_Provided passage_.
Machine learning on small datasets As a beginner at machine learning, I wanted to work on a small project in which the dataset has only 80 rows and 5 columns. The dataset I am working with is related to a medical condition, with 4 columns as biomarkers, and the 5th column indicates whether the row (a patient) has the condition or not. So far, I have fitted the following 5 models (with accuracy and MCC scores):
KNN (Accuracy: 43.5%, MCC:-0.164)
Logistic Regression (Accuracy: 65.2%, MCC: .312)
SVM (Accuracy: 60.9%, MCC: .214
Random Forest (Accuracy: 86.95%, MCC: .769)
Decision trees (Accuracy: 65.2%, MCC: .312)
I have used 5-fold cross validation to prevent overfitting, and yet most of my models are underperforming. I was also considering ensembling and bootstrapping, but with these lacking results, I am not sure how effective they would be. Do you have any tips concerning either:


*

*Better algorithms for small datasets 

*Improvements I could make on the algorithms I have so far 

*Another method (e. g. regularization)


Any help would be greatly appreciated. 
 A: How the cutoff value was chosen was not mentioned. To calculate the accuracy and mcc, a cutoff was used to mark an observation as an event or non-event. Was a 0.5 level used as the cutoff?  (for the probabilistic classifiers)
A 0.5 cutoff is not always optimal. There are often asymmetric costs/benefits of true positive, false positive, true negative, false negative. A properly chosen cutoff seeks to balance these costs/benefits in the context of the problem. For example, if a routine blood test shows I have a 10% chance of cancer and the cancer is currently curable, perhaps I will choose to take a more advanced test or a 2nd test for confirmation. Or if a bank lends money, perhaps lending $$100 to someone with a 10% chance of paying it back is OK, but to lend $100K we want a 60% chance.
Choosing the cutoff is where a Subject Matter Expert comes in. I understand you are experimenting, hence do not have that SME. My advice is to plot the prediction probabilities for the appropriate classifiers and think/calculate the cost/benefit of correct vs incorrect predictions (TP, FP, TN, FN) for your problem. Choose the cutoff that optimizes that calculation. Then compare those algorithms.

_Listed entries_.
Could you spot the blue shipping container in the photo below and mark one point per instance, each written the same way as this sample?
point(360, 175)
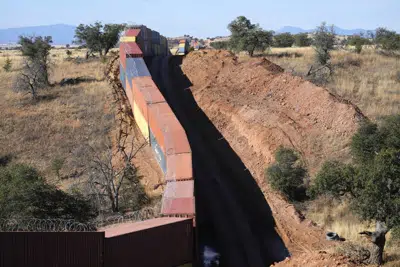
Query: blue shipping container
point(159, 154)
point(136, 67)
point(122, 77)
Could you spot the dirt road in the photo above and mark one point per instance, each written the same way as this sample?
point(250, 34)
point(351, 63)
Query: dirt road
point(232, 215)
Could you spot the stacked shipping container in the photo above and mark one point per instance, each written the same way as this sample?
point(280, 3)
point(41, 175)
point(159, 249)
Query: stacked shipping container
point(156, 120)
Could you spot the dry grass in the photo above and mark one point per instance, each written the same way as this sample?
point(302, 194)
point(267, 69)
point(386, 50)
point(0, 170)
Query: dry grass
point(337, 217)
point(62, 124)
point(369, 80)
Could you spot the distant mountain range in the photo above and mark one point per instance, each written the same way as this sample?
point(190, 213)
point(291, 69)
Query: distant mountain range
point(339, 31)
point(62, 34)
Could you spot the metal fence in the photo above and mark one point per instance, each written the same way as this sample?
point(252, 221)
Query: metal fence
point(51, 249)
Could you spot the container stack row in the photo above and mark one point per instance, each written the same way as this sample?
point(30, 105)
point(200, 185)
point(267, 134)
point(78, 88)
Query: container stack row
point(183, 47)
point(159, 125)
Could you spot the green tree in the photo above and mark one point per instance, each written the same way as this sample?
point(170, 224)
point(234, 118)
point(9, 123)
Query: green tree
point(286, 175)
point(387, 40)
point(24, 193)
point(373, 183)
point(302, 40)
point(7, 65)
point(37, 51)
point(283, 40)
point(98, 37)
point(324, 41)
point(249, 37)
point(358, 41)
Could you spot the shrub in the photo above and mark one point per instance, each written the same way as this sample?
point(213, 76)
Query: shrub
point(7, 65)
point(24, 193)
point(324, 41)
point(302, 40)
point(286, 175)
point(283, 40)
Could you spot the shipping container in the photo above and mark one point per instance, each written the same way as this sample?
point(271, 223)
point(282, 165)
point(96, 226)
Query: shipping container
point(178, 206)
point(122, 77)
point(158, 153)
point(135, 67)
point(179, 167)
point(132, 32)
point(127, 39)
point(129, 94)
point(149, 89)
point(160, 116)
point(141, 121)
point(179, 189)
point(158, 242)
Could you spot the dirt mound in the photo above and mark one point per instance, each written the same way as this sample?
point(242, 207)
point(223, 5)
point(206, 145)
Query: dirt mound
point(317, 259)
point(257, 108)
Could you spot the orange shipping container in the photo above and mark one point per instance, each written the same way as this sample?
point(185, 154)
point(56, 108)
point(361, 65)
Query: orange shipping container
point(179, 167)
point(160, 117)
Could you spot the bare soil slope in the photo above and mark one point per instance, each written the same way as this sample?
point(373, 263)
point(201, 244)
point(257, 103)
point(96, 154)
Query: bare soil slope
point(257, 108)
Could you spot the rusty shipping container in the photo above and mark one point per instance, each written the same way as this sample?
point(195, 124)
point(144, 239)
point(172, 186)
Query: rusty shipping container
point(50, 249)
point(179, 167)
point(160, 117)
point(161, 242)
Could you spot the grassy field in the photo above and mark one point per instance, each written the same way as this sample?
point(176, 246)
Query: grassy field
point(372, 82)
point(369, 80)
point(64, 124)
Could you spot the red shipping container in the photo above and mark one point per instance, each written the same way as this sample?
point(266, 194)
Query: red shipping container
point(132, 32)
point(150, 90)
point(179, 189)
point(178, 206)
point(179, 167)
point(160, 117)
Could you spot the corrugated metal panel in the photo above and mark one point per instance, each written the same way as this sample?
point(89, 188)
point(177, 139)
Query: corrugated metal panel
point(122, 77)
point(141, 121)
point(131, 49)
point(179, 167)
point(126, 39)
point(159, 154)
point(129, 94)
point(139, 99)
point(180, 189)
point(136, 67)
point(49, 249)
point(160, 245)
point(122, 55)
point(178, 206)
point(159, 116)
point(132, 32)
point(178, 142)
point(149, 89)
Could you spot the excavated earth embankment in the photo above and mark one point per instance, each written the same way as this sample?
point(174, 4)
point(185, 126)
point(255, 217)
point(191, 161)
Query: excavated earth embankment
point(257, 107)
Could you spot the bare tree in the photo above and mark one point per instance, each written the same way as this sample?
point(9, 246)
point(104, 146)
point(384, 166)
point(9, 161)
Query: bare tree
point(112, 179)
point(30, 79)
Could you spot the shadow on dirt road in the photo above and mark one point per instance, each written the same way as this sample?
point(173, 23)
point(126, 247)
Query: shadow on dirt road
point(232, 216)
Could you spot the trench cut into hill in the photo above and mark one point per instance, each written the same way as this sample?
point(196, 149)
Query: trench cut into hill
point(257, 108)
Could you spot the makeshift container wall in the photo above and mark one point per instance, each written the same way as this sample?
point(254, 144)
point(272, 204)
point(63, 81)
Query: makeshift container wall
point(168, 244)
point(178, 198)
point(122, 77)
point(141, 121)
point(136, 67)
point(158, 153)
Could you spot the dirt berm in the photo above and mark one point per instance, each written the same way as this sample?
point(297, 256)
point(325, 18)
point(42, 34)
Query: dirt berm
point(257, 107)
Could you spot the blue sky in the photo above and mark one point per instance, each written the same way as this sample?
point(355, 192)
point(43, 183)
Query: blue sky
point(205, 17)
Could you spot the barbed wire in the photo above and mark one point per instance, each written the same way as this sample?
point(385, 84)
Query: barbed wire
point(136, 216)
point(44, 225)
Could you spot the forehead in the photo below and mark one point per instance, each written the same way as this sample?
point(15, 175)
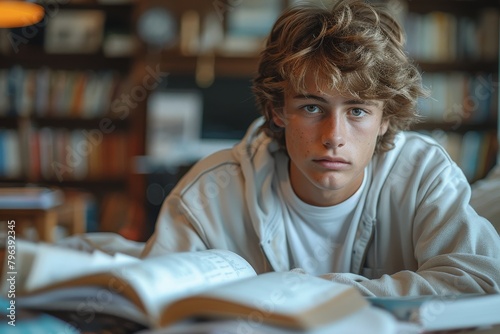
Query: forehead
point(322, 87)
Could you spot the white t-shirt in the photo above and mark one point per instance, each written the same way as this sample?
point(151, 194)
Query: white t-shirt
point(318, 237)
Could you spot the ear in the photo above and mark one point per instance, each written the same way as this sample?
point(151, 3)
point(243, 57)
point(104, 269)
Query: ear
point(278, 120)
point(383, 127)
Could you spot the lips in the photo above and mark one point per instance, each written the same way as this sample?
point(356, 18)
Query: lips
point(333, 163)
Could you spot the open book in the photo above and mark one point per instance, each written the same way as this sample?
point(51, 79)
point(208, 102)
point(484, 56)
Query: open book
point(164, 290)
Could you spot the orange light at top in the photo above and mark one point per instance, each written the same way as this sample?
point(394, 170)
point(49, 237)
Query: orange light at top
point(19, 13)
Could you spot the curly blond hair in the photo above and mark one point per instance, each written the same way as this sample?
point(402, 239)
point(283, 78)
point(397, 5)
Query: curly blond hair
point(354, 47)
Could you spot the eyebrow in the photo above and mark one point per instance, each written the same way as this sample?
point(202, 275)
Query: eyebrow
point(347, 102)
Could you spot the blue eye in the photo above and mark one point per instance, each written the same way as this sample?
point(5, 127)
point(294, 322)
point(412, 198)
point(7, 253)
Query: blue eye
point(311, 108)
point(357, 112)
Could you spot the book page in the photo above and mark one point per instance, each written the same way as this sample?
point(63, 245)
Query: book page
point(163, 279)
point(44, 264)
point(285, 298)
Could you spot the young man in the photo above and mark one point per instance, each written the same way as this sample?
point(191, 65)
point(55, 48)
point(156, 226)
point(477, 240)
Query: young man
point(327, 181)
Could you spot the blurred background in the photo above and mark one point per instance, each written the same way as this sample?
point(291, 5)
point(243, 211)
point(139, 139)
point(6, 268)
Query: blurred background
point(111, 101)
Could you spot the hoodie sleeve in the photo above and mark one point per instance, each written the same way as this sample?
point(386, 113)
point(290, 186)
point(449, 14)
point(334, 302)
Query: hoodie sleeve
point(438, 245)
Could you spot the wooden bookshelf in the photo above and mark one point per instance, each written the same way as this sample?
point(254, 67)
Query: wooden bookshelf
point(456, 46)
point(62, 124)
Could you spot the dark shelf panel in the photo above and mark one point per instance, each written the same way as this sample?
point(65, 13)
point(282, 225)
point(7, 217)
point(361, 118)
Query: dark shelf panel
point(68, 122)
point(465, 7)
point(453, 127)
point(77, 123)
point(35, 57)
point(467, 66)
point(95, 185)
point(236, 66)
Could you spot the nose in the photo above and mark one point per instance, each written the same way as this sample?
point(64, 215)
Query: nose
point(333, 131)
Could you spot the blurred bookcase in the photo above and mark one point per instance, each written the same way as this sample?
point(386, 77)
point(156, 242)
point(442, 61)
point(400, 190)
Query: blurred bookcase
point(456, 46)
point(62, 121)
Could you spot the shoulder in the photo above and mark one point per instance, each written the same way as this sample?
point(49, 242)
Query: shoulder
point(415, 156)
point(417, 148)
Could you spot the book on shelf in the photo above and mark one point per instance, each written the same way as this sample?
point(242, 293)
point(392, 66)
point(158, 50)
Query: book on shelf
point(164, 290)
point(440, 313)
point(30, 197)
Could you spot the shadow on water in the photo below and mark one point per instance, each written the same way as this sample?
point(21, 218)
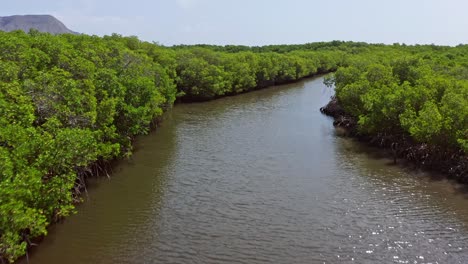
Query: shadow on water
point(117, 211)
point(261, 178)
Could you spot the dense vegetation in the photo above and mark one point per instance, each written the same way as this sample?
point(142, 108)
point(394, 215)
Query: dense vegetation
point(70, 103)
point(417, 91)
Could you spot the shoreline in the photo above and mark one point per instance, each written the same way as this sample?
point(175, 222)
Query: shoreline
point(453, 164)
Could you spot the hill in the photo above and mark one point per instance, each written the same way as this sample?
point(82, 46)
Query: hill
point(43, 23)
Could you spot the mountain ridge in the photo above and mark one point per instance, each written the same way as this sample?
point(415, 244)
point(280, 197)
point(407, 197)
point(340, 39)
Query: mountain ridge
point(42, 23)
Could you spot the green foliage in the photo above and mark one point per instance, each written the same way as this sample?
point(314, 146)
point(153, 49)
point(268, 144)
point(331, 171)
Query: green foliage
point(421, 91)
point(69, 101)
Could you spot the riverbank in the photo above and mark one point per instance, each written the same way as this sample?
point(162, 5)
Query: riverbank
point(449, 162)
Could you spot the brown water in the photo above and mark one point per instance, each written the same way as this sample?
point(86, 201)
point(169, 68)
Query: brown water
point(261, 178)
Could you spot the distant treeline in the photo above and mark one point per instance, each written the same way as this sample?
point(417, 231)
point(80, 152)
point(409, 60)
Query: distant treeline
point(69, 103)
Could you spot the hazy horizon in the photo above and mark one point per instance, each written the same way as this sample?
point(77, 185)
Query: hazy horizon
point(260, 22)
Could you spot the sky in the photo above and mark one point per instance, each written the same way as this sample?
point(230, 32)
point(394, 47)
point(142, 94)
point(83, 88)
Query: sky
point(260, 22)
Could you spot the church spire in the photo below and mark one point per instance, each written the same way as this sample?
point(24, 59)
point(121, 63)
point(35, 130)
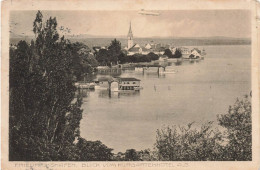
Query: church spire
point(130, 34)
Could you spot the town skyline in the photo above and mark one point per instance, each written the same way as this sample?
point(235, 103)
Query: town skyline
point(169, 24)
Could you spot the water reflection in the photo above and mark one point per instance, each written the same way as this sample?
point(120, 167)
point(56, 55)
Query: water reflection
point(113, 94)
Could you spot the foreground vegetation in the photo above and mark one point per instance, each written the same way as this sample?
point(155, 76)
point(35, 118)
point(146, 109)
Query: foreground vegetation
point(186, 143)
point(44, 116)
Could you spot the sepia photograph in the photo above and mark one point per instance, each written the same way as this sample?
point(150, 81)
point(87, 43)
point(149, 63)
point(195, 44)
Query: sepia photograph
point(130, 85)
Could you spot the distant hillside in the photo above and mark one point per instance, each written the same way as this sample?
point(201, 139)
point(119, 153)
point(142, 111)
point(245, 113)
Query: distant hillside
point(92, 40)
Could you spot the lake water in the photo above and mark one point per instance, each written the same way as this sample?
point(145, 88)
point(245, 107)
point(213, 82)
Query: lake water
point(197, 92)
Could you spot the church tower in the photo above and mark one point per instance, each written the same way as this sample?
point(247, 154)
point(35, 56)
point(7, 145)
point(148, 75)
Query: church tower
point(130, 41)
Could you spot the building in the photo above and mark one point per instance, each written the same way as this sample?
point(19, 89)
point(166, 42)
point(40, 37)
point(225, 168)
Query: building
point(135, 49)
point(130, 38)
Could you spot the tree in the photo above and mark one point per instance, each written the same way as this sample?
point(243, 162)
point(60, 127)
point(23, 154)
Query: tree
point(83, 62)
point(43, 120)
point(238, 124)
point(168, 53)
point(188, 144)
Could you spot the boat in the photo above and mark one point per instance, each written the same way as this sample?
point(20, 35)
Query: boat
point(163, 58)
point(85, 85)
point(168, 72)
point(138, 88)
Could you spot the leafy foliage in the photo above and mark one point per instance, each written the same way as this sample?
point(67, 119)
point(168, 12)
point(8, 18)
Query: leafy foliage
point(44, 116)
point(187, 144)
point(238, 124)
point(190, 144)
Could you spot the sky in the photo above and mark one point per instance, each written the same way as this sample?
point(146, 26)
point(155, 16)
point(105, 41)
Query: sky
point(172, 23)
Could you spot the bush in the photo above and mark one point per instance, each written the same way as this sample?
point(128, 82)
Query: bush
point(187, 144)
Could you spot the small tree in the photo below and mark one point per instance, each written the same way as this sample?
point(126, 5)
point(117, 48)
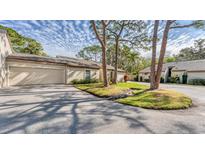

_Task requirements_. In the machine learning post, rewrite the part between "Logistic Regression (Accuracy: 65.2%, MCC: .312)" and "trees (Accuracy: 65.2%, MCC: .312)", inclusive, changing "Random Forest" to "Gradient Boosting".

_Response to this task_.
Logistic Regression (Accuracy: 65.2%, MCC: .312)
SVM (Accuracy: 60.9%, MCC: .214
Gradient Boosting (Accuracy: 86.95%, MCC: .769)
Decision trees (Accuracy: 65.2%, MCC: .312)